TEXT =>
══════════

Responding to research that showed big data wasn’t always delivering better data, the medical group is building partnerships around a common model.
This week the American Medical Association launched a new initiative that hopes to resolve data gaps and discrepancies across the healthcare industry.
The Integrated Health Model Initiative, according to a release, is designed to create a “shared framework for organizing health data, emphasizing patient-centric information, and refining data elements to those most predictive of achieving better outcomes.” Practically speaking, that means IHMI is focused on helping doctors better understand their patients without dealing with the confusion of different proprietary terminology across different databases.
”That lack of well-organized clinical data creates a lot of effort from the physician.”
Similar data issues have been addressed in other industries, says Laurie McGraw, senior vice president of health solutions at AMA. “But healthcare is notably more complex, and it hasn’t been solved there,” she said. “There are standards out there in terms of data nomenclature, but the organization of those data standards is not ubiquitous.”
The impetus for the program, McGraw says, was a 2012 study AMA conducted among physicians to identify their workplace challenges. Access to clear patient data emerged as a common roadblock.
“What came out of that study is that what physicians value most is caring for patients, and anything that gets in the way of that is effectively a burden to the physician,” she said. “And one of the things that is in the way is not that there isn’t available data, but that it’s not well-organized. That lack of well-organized clinical data creates a lot of effort from the physician, hunting and pecking, and trying to piece together information.”

══════════

REQUIRED WORK =>
1. In one to three sentences, explain what led the AMA to create its program, according to the article on the AMA health data initiative.
2. Please write the next part of the article on the AMA health data initiative, beginning after its final sentence.

Excerpts from a dataset
══════════

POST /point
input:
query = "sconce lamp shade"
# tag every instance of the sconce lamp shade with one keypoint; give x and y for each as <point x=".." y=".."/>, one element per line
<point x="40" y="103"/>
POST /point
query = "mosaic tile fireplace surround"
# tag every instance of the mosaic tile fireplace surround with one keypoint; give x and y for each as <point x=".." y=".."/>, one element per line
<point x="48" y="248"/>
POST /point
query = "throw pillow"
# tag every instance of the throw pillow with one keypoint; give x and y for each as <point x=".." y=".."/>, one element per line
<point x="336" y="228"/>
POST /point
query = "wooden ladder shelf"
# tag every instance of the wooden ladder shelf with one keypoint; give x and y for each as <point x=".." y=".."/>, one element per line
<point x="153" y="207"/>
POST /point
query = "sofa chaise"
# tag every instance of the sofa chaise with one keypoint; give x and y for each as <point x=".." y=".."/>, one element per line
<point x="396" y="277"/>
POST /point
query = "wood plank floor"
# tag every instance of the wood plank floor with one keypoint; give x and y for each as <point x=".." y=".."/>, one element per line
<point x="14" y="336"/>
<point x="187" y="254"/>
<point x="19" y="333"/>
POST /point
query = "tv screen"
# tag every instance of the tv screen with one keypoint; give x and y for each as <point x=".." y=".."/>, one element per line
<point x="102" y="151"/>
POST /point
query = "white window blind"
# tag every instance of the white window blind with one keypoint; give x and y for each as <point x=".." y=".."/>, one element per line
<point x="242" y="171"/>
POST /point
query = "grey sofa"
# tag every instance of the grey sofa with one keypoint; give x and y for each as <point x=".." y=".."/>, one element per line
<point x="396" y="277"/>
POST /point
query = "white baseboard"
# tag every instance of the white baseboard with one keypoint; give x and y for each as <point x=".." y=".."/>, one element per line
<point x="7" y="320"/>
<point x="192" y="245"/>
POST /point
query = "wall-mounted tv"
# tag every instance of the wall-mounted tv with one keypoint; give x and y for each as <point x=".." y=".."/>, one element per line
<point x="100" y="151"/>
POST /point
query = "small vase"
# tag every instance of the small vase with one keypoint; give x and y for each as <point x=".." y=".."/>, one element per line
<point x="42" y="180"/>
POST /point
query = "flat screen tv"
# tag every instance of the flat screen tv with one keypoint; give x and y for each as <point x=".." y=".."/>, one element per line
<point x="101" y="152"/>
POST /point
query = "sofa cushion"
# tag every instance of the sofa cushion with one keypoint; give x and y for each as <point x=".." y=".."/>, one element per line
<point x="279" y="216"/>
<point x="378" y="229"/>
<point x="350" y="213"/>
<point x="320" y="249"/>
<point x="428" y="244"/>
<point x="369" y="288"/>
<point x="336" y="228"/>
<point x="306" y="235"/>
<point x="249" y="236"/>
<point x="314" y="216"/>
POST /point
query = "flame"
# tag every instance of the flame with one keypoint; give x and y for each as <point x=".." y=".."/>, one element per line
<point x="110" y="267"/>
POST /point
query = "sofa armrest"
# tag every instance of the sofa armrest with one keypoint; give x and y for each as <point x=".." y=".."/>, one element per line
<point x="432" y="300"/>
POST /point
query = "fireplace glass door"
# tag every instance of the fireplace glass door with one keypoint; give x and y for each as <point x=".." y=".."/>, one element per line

══════════

RESULTS OF THE TASKS =>
1. A 2012 AMA study of physicians' workplace challenges found that access to clear patient data was a common roadblock. Physicians value caring for patients most, and clinical data that isn't well organized gets in the way by forcing them to hunt and peck to piece information together.

2.
Two years ago, to respond to the problems spotlighted in the study, AMA launched was McGraw calls a small “skunkworks” program within the association to start designing the initiative. Upon its launch, IHMI is focusing on some of the more prominent chronic health problems, launching communities around hypertension, diabetes, and asthma, with more to come. In addition to the new data model and the communities, IHMI also includes an online clinical validation process where participants will review and discuss new frameworks created through the initiative.
And because each health problem has its own group of stakeholders, experts, and associations, AMA has been building partnerships for the initiative with healthcare groups, medical societies, and technology companies. What emerged from discussions with partners, McGraw says, is that AMA was better positioned to take the lead on establishing a common data framework than a commercial solution.
“We had about a hundred different stakeholder conversations across the healthcare industry, all kinds of different organizations that the AMA currently works with plus a host of new ones,” she said. “And that validated that idea that AMA has a role in solving this as a trusted honest broker.”